Gather every line of the data below that contains the string "pane", matching case exactly.
BEGIN Data provided
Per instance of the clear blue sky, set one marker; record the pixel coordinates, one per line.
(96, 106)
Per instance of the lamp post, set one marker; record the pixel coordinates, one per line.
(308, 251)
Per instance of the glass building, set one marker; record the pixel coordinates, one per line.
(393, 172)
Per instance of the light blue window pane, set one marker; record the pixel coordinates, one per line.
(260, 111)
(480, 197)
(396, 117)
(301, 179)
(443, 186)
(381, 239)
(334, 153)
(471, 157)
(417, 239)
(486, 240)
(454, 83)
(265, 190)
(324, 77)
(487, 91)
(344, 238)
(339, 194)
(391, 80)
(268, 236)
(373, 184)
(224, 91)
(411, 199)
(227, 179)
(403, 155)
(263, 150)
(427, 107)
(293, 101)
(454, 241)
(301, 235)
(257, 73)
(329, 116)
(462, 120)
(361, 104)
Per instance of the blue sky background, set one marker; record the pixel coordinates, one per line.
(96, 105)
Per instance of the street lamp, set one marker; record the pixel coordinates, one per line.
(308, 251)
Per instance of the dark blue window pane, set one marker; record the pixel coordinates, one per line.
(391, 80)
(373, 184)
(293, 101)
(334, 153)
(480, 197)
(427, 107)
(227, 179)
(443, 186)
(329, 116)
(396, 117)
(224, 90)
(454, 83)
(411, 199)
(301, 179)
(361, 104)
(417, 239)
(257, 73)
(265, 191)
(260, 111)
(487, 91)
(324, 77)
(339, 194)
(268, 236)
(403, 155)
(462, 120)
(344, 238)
END Data provided
BEGIN Data provided
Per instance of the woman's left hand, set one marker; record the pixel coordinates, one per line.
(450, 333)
END Data provided
→ **Final result**
Per instance of the light blue window pane, set one marker; record the pixel coordinates, one per line.
Per instance of the dark blue window pane, set one marker; record the pixel coordinates, one per line.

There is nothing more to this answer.